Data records
····················

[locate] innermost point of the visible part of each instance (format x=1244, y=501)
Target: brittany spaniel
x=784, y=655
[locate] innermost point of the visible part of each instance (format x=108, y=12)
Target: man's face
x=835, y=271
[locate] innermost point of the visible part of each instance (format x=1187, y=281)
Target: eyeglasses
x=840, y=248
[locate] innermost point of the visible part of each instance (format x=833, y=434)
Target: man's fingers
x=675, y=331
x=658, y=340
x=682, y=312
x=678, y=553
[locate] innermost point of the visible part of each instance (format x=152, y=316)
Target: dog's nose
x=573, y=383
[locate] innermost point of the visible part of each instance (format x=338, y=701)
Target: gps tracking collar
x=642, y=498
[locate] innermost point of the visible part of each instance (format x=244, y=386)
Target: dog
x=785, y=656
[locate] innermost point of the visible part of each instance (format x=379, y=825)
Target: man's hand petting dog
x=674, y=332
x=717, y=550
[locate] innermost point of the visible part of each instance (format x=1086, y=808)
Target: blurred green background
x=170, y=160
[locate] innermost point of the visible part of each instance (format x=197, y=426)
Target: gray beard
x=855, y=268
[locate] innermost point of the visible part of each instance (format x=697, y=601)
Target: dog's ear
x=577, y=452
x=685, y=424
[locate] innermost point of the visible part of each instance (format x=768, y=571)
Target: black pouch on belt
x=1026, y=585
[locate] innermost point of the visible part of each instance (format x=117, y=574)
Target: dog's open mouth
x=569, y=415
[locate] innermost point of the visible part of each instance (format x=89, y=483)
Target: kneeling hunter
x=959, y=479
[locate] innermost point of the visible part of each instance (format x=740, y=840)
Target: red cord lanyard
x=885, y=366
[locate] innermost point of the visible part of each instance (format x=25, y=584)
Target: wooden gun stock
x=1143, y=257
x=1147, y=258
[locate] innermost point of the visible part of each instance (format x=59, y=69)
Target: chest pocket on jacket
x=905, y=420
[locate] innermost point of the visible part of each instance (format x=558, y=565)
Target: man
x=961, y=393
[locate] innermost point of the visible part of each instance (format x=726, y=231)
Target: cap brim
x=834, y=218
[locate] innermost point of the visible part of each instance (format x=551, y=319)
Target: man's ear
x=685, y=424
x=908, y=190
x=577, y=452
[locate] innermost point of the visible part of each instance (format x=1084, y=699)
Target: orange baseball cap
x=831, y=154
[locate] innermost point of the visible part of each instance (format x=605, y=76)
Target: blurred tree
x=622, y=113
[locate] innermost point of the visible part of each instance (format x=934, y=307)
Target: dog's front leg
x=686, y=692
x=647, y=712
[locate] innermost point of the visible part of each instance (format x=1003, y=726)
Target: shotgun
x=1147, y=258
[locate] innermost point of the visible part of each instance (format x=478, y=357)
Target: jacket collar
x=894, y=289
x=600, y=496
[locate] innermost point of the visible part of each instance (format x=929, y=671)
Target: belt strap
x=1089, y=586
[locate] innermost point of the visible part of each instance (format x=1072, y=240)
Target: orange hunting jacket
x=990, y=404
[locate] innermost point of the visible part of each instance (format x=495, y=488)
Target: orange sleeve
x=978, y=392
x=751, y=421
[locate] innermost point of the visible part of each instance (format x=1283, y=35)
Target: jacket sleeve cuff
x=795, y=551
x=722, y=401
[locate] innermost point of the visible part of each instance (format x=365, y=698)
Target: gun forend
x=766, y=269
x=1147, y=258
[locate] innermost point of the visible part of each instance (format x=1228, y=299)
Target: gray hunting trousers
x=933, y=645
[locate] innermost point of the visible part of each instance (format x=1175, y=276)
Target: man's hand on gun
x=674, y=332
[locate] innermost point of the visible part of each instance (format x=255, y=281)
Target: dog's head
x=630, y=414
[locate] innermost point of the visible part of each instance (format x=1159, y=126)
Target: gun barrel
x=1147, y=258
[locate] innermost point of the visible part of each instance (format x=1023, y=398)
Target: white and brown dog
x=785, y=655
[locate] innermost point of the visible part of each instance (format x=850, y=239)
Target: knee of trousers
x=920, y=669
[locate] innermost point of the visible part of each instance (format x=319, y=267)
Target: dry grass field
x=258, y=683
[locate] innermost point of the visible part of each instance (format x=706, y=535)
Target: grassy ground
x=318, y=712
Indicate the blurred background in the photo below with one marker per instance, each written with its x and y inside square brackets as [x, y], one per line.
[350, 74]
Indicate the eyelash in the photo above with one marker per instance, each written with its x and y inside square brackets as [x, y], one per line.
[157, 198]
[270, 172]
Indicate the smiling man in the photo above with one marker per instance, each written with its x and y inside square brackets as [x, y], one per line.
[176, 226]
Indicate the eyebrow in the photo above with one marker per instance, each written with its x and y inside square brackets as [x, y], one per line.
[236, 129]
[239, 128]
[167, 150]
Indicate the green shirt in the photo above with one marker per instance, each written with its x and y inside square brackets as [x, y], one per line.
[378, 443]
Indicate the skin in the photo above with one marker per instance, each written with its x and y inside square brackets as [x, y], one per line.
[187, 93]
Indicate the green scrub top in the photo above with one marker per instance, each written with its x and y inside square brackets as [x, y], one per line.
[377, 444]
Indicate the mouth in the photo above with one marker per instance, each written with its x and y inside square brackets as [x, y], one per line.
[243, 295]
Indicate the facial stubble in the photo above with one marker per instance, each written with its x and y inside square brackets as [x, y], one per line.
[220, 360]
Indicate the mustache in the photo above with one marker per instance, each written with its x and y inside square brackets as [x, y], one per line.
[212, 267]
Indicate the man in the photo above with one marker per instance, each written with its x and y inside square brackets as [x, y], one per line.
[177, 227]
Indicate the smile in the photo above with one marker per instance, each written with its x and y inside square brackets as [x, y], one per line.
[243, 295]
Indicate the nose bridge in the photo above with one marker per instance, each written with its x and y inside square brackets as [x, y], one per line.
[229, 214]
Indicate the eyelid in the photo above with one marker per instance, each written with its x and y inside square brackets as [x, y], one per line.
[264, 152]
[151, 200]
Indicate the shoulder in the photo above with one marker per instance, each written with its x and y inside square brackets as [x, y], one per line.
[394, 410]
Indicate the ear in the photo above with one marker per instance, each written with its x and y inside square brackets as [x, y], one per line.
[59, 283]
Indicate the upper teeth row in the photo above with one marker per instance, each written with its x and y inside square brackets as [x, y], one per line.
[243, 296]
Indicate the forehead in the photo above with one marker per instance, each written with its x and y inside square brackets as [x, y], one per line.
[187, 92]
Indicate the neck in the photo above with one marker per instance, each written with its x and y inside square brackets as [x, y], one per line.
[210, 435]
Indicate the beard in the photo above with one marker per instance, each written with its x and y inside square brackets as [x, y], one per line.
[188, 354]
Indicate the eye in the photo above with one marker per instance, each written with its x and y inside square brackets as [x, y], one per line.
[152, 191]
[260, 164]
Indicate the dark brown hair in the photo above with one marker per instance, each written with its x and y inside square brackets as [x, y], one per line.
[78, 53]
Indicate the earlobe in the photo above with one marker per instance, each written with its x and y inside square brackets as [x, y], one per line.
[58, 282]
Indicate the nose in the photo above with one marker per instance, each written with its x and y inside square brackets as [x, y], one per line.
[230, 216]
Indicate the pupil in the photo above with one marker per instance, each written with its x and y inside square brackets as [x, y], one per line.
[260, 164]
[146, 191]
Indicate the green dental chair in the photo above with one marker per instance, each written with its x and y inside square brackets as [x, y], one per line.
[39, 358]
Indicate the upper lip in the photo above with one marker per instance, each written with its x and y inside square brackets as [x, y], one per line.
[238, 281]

····················

Reproduce all of the items above line by line, changing nothing.

[locate] innermost point of the visible part of each instance (format x=1244, y=501)
Target: brittany spaniel
x=784, y=655
[locate] innermost point of the visible part of each instance (format x=108, y=12)
Target: man's face
x=835, y=271
[locate] innermost point of the visible part of each instance (format x=1187, y=281)
Target: eyeglasses
x=840, y=248
[locate] innermost point of the visible part of each instance (format x=833, y=434)
Target: man's fingers
x=675, y=331
x=658, y=340
x=682, y=312
x=678, y=553
[locate] innermost point of the visible part of each instance (format x=152, y=316)
Target: dog's nose
x=573, y=383
[locate] innermost point of the visible part of each instance (format x=338, y=701)
Target: gps tracking collar
x=642, y=498
[locate] innermost point of the visible part of each instance (format x=244, y=386)
Target: dog
x=785, y=656
[locate] innermost point of the visible part of each instance (format x=379, y=825)
Target: man's hand petting dog
x=674, y=332
x=717, y=550
[locate] innermost point of the visible part of each instance (format x=1086, y=808)
Target: blurred green background
x=170, y=160
[locate] innermost point of the visible part of each instance (format x=197, y=426)
Target: gray beard
x=855, y=268
[locate] innermost point of the visible part of each instance (format x=697, y=601)
Target: dog's ear
x=577, y=452
x=685, y=424
[locate] innermost point of the visible part of each instance (format x=768, y=571)
Target: black pouch on belt
x=1026, y=585
[locate] innermost point of the visible part of each instance (format x=117, y=574)
Target: dog's open mouth
x=569, y=415
[locate] innermost point of the visible part of each instance (format x=89, y=483)
Target: kneeling hunter
x=959, y=479
[locate] innermost point of the visible part of each instance (format x=740, y=840)
Target: red cord lanyard
x=885, y=366
[locate] innermost point of the visible part of each instance (format x=25, y=584)
Target: wooden gun stock
x=1143, y=257
x=1147, y=258
[locate] innermost point of the visible part of each instance (format x=59, y=69)
Target: chest pocket on jacket
x=905, y=420
[locate] innermost point of the visible part of each instance (format x=558, y=565)
Target: man
x=961, y=393
[locate] innermost point of the visible part of each instance (format x=726, y=231)
Target: cap brim
x=834, y=218
[locate] innermost point of the visible part of each instance (format x=551, y=319)
Target: man's ear
x=685, y=424
x=908, y=190
x=577, y=452
[locate] innermost point of the visible part of each instance (format x=1084, y=699)
Target: orange baseball cap
x=831, y=154
[locate] innermost point of the visible part of each instance (format x=605, y=76)
Target: blurred tree
x=622, y=113
[locate] innermost point of the visible part of each instance (format x=934, y=307)
Target: dog's front leg
x=686, y=692
x=647, y=712
[locate] innermost point of the visible part of each instance (format x=1003, y=726)
Target: shotgun
x=1147, y=258
[locate] innermost point of the visible part of each instance (format x=478, y=357)
Target: jacket collar
x=894, y=289
x=600, y=496
[locate] innermost point of the visible part of each instance (format x=929, y=671)
Target: belt strap
x=1089, y=586
[locate] innermost point of the visible part of each instance (format x=1072, y=240)
Target: orange hunting jacket
x=990, y=404
[locate] innermost point of the visible part of each instance (format x=495, y=488)
Target: orange sleeve
x=978, y=392
x=751, y=421
[locate] innermost point of the visible part of each instance (format x=1283, y=35)
Target: jacket sleeve cuff
x=795, y=551
x=722, y=401
[locate] innermost point of the visible part of each instance (format x=365, y=698)
Target: gun forend
x=766, y=269
x=1147, y=258
[locate] innermost point of the visible part of each instance (format x=1228, y=299)
Target: gray hunting trousers
x=933, y=645
[locate] innermost point of the visible part of each instance (format x=1175, y=276)
Target: man's hand on gun
x=674, y=332
[locate] innermost point of the visible part of each instance (format x=255, y=281)
Target: dog's head
x=630, y=414
[locate] innermost point of the visible part of each instance (format x=1159, y=126)
Target: gun barrel
x=1147, y=258
[locate] innermost point of the visible part of each instance (format x=1023, y=398)
Target: white and brown dog
x=785, y=655
[locate] innermost point of the visible part of each instance (format x=850, y=239)
Target: knee of trousers
x=920, y=669
[locate] innermost point of the visible part of each instance (format x=319, y=267)
Target: dry grass field
x=258, y=683
[locate] innermost point of the visible part of each instance (format x=706, y=535)
Target: grassy ground
x=318, y=712
Indicate the blurred background in the photo below with one marker per instance, each written with its x and y inside square brackets as [x, y], one per line.
[350, 74]
Indicate the eyelash in the photo above with one marker per instance, each written with its x and y inside square brackets as [x, y], one per line.
[157, 198]
[270, 172]
Indicate the smiling man in the photo above with one marker per instance, each written with its x and y inside square brackets as [x, y], one per line.
[176, 226]
Indicate the eyebrow in the photo above with one marker per instance, each written with its x and y inside square brackets as [x, y], one per line.
[236, 129]
[239, 128]
[167, 150]
Indicate the green shirt in the photo above with one marker per instance, each written with its x and y inside square brackets as [x, y], one per line.
[378, 443]
Indicate the skin in the photo above with one marker per instance, each written with its x and y inside square brackets as [x, y], one per line.
[187, 93]
Indicate the green scrub top in the photo above with one marker per instance, each written with its x and y inside square brackets as [x, y], one per line.
[377, 444]
Indicate the mouth in the photo above with one marker per instance, each written with its x and y inside square brackets as [x, y], one per line.
[243, 295]
Indicate the facial stubble in the photo above with one marker per instance, each written with its x and y inside square brackets as [x, y], one per line.
[220, 360]
Indicate the mustache in the photo above with one marker per instance, each written with its x and y inside square brackets as [x, y], one per line.
[212, 267]
Indicate the man in the photo above with one marker per instance, each written with its x and y inside square brackets as [x, y], one per line.
[177, 227]
Indicate the smile in the photo above with one marker per instance, each written with its x and y inside square brackets as [x, y], one per line.
[243, 295]
Indicate the nose bridge in the photo above with one marker per instance, each written with its x and y inside square brackets as [x, y], one per line.
[229, 214]
Indicate the eyelid in the photo above with one marker per instance, each written with its x and y inside square brackets as [x, y], one per line.
[264, 152]
[151, 200]
Indicate the shoulder in the photo above with one marker per instance, each written with its x and y inside square brackets as [x, y], one per line.
[394, 410]
Indicate the ear in the photo above with one marker per instance, each written with its x and y inside square brackets as [x, y], one per line.
[59, 283]
Indicate the upper teeth row in the photo above with one marker per instance, each written with its x and y inside square brackets as [x, y], one per line.
[243, 296]
Indicate the forehead in the photo above with one marker per instance, each written with its x and y inside square brackets as [x, y], one per line.
[187, 92]
Indicate the neck in the photo above with one marker per instance, each written with its x and y inside square brackets as [x, y], one per line.
[210, 435]
Indicate the beard in the photo above with one marker per instance, each written with its x and y inside square brackets as [x, y], one per line.
[188, 354]
Indicate the eye in the photo above with one marker per instance, each written with its x and y inside square brackets as [x, y], one per line.
[152, 191]
[260, 164]
Indicate the dark brown hair in the photo above with one marker per instance, each written with its x and y inside square brackets as [x, y], one per line.
[78, 53]
Indicate the earlobe in the photo above with one marker per instance, each written with its x and y inside square brackets as [x, y], one per line.
[58, 282]
Indicate the nose in the photo above with one marker per instance, each written with its x and y inside square brackets as [x, y], one per line.
[230, 216]
Indicate the pupil in the photo above with one marker per instance, each written with its x and y inside square brackets as [x, y], one per line.
[260, 164]
[146, 191]
Indicate the green dental chair in the photo above with one marker per instance, each written with its x and y inside square brackets as [x, y], one per line.
[39, 358]
Indicate the upper lip in the photo above with one marker per instance, each written with its x and y inside square brackets as [x, y], one per line.
[238, 281]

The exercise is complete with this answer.